▸ Exercise
Find the word "white" in the material below and gather every line that contains it.

▸ Extracted information
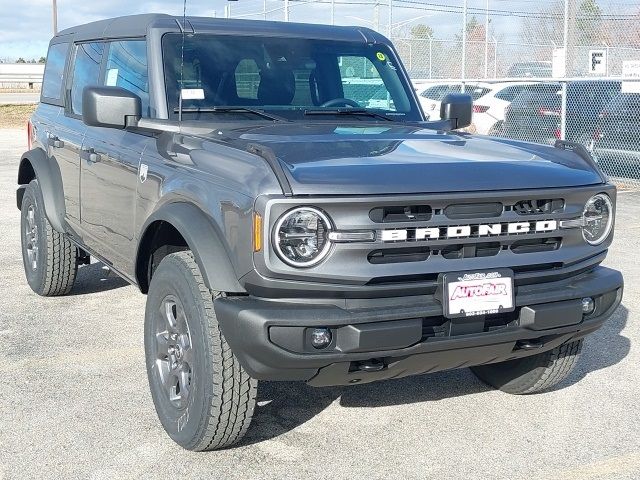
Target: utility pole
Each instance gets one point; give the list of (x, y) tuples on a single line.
[(486, 41), (55, 17), (464, 39)]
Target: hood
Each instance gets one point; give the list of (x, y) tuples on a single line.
[(378, 159)]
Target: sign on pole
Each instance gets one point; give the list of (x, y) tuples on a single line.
[(598, 62), (631, 76)]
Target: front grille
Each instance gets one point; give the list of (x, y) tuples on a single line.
[(482, 237), (539, 206)]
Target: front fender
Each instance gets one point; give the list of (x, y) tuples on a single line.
[(49, 178), (205, 241)]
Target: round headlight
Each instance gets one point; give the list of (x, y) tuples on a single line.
[(301, 237), (597, 219)]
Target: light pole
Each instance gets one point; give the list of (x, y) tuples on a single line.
[(486, 41), (464, 39), (55, 17)]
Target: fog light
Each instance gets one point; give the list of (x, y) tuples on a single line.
[(588, 305), (320, 337)]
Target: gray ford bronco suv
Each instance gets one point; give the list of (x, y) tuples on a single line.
[(287, 221)]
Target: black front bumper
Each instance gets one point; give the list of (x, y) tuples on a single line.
[(375, 339)]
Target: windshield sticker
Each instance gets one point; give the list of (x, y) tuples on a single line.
[(192, 93), (112, 77)]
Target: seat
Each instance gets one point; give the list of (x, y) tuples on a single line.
[(277, 86)]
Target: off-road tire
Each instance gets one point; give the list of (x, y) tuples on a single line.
[(532, 374), (54, 269), (217, 410)]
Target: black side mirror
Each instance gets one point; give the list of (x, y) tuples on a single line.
[(110, 107), (457, 108)]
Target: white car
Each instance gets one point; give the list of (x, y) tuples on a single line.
[(488, 109), (430, 96)]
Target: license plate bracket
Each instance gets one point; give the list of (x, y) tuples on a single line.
[(475, 293)]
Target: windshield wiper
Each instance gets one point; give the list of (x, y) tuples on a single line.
[(348, 111), (225, 109)]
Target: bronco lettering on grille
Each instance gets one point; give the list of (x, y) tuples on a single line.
[(466, 231)]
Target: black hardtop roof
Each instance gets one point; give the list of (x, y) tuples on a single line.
[(138, 25)]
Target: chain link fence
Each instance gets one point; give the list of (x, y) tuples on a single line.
[(537, 71)]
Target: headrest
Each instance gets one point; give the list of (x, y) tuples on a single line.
[(277, 86)]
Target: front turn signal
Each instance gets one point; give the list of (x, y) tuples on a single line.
[(257, 232)]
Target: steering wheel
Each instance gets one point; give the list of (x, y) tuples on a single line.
[(336, 102)]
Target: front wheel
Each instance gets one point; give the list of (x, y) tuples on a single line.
[(202, 395), (532, 374)]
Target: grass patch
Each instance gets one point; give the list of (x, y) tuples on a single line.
[(15, 116)]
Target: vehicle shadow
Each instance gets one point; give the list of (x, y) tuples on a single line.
[(604, 348), (283, 406), (96, 278)]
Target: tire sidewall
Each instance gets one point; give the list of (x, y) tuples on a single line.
[(184, 426), (33, 196)]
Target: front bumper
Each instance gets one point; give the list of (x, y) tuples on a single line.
[(375, 339)]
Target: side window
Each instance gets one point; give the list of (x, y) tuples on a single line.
[(86, 72), (127, 68), (54, 71)]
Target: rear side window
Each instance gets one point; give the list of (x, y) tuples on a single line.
[(127, 68), (86, 72), (54, 71)]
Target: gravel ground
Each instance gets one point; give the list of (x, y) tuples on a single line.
[(76, 405)]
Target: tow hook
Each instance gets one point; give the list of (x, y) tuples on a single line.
[(373, 365), (529, 345)]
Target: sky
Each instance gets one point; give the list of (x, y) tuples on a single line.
[(27, 24)]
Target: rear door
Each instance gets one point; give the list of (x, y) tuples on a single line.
[(110, 161)]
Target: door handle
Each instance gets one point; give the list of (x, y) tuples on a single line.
[(91, 156), (55, 142)]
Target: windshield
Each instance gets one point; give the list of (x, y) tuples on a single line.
[(284, 76)]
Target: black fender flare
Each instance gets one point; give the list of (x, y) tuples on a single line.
[(49, 178), (205, 241)]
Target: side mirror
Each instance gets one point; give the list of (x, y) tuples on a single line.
[(457, 108), (110, 107)]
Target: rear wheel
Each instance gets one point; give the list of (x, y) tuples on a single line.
[(50, 259), (532, 374), (202, 395)]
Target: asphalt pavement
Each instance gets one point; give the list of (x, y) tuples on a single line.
[(19, 98), (75, 401)]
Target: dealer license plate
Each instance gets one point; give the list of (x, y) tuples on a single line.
[(468, 294)]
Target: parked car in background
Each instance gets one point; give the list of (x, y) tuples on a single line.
[(488, 110), (616, 143), (530, 69), (431, 97), (535, 113)]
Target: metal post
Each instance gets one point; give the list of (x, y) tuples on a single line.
[(430, 57), (55, 17), (565, 39), (495, 57), (563, 113), (486, 41), (464, 39)]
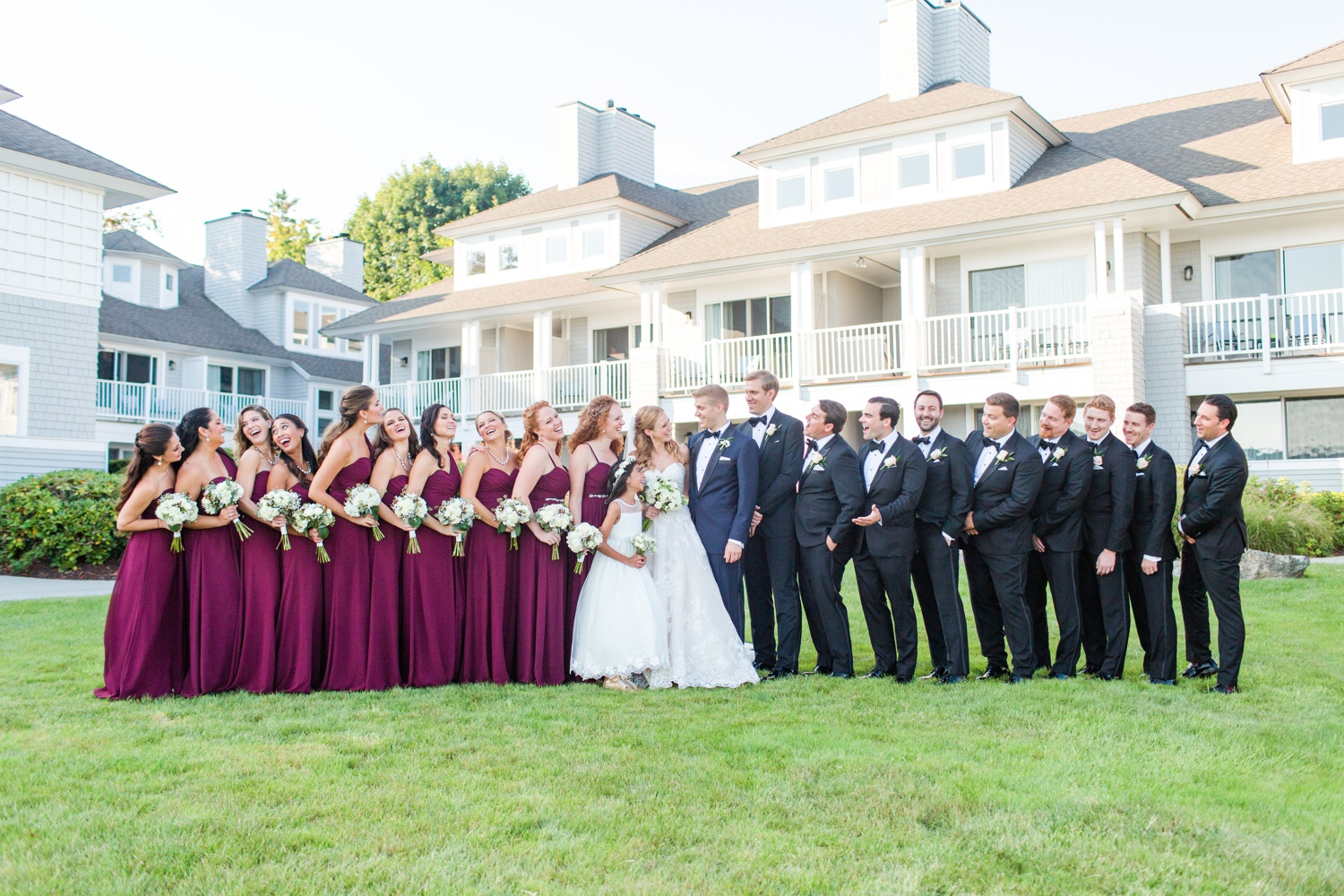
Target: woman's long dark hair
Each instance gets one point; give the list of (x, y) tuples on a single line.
[(152, 440), (309, 454), (188, 429)]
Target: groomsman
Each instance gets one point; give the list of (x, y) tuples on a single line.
[(1107, 514), (894, 479), (938, 522), (1056, 535), (771, 559), (830, 497), (1148, 565), (997, 536), (1214, 528)]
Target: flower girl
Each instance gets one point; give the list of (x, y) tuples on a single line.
[(620, 625)]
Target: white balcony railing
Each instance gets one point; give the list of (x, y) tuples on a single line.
[(150, 403), (1290, 324)]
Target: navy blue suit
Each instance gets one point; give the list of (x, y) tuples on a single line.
[(722, 506)]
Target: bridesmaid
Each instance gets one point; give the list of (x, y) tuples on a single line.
[(394, 452), (432, 581), (260, 552), (142, 635), (540, 643), (594, 449), (211, 548), (343, 462), (300, 641), (491, 589)]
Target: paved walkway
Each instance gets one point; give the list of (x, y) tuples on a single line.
[(15, 587)]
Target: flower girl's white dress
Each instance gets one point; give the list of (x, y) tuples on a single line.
[(620, 624)]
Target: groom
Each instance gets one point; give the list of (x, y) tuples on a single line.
[(723, 493)]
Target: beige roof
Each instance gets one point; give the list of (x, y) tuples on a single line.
[(875, 113)]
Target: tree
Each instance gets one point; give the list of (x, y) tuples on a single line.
[(397, 225), (288, 237)]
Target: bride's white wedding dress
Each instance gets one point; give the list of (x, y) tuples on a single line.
[(703, 646)]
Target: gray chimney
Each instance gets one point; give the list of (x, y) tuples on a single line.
[(340, 258), (236, 258)]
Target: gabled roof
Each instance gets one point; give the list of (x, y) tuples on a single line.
[(290, 273), (199, 323), (124, 241)]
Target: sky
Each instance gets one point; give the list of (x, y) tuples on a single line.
[(228, 104)]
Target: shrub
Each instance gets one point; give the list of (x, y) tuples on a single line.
[(66, 519)]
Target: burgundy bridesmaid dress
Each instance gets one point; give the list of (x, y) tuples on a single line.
[(594, 513), (432, 614), (142, 637), (261, 600), (491, 591), (212, 589), (300, 641), (346, 582), (540, 642), (384, 600)]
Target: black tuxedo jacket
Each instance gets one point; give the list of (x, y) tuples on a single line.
[(895, 489), (946, 497), (1056, 519), (830, 495), (1004, 495), (1155, 504), (777, 477), (1110, 497), (1211, 511)]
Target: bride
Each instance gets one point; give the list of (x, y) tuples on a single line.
[(703, 646)]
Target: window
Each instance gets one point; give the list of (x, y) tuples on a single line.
[(556, 250), (1246, 276), (594, 244), (1332, 121), (914, 171), (301, 335), (792, 193), (839, 185), (968, 161)]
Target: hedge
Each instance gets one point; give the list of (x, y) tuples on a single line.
[(66, 519)]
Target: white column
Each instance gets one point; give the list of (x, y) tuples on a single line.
[(1117, 238)]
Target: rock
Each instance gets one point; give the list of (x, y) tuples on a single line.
[(1258, 564)]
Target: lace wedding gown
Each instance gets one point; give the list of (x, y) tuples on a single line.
[(703, 646)]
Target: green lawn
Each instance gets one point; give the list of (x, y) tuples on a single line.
[(808, 786)]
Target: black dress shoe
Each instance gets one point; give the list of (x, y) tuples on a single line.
[(1199, 670)]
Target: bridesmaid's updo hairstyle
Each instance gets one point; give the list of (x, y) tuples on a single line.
[(151, 441), (352, 401)]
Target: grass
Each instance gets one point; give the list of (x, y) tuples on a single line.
[(793, 788)]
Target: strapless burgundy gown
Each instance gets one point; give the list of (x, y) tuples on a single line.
[(300, 640), (540, 642), (261, 600), (491, 591), (142, 641), (384, 599), (346, 582), (432, 616)]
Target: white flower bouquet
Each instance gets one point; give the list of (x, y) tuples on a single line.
[(280, 503), (177, 511), (410, 509), (583, 538), (457, 513), (314, 517), (556, 517), (220, 495), (363, 500), (511, 514)]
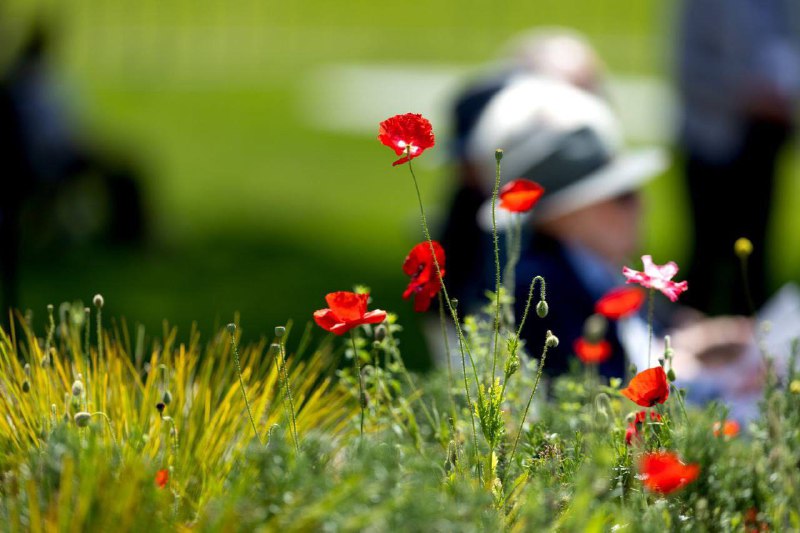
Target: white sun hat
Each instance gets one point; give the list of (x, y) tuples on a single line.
[(561, 137)]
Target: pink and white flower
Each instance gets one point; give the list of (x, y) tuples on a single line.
[(657, 277)]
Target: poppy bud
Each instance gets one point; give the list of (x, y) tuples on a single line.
[(743, 247), (511, 367), (380, 333), (551, 341), (542, 309)]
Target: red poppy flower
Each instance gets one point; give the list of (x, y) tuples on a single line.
[(425, 283), (162, 478), (520, 195), (620, 302), (592, 352), (408, 135), (664, 473), (347, 310), (657, 277), (632, 432), (730, 428), (648, 387)]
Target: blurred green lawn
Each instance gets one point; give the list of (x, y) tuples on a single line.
[(253, 209)]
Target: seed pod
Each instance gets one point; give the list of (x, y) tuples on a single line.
[(542, 309), (380, 333), (743, 247), (551, 341)]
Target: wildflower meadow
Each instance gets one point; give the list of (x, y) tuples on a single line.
[(320, 426)]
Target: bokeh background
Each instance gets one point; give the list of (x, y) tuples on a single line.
[(253, 126)]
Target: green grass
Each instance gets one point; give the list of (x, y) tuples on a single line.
[(417, 466)]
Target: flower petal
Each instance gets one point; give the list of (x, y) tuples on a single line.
[(620, 302), (346, 305)]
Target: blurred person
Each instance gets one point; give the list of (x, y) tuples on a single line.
[(587, 224), (739, 82), (557, 53), (43, 156)]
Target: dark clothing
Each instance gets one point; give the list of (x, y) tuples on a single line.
[(571, 301), (732, 199)]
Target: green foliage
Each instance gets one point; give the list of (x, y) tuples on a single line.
[(417, 467)]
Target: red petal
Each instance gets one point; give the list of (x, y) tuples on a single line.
[(162, 478), (620, 302), (665, 472), (648, 387), (326, 319), (400, 131), (592, 353), (347, 306), (520, 195)]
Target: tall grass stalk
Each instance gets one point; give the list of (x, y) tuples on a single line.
[(235, 350)]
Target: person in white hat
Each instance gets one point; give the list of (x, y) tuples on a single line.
[(586, 226)]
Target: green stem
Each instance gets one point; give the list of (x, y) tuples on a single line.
[(650, 306), (747, 294), (528, 405), (496, 246), (285, 376), (462, 343), (362, 400), (443, 322), (87, 318), (469, 403)]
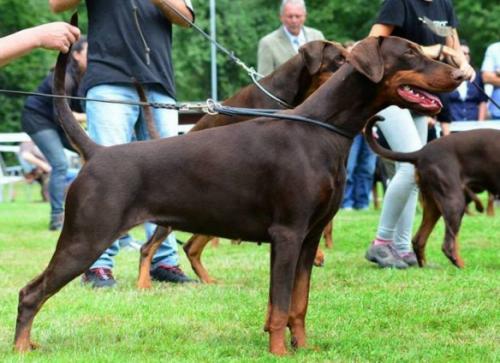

▸ Exercise output
Target: white car
Target: white balcony railing
Target: flower girl's white dress
Target: bride's white wedding dress
Target: white column
Target: white flower bouquet
Target: white sun hat
Target: pink and white flower
Target: person in white hat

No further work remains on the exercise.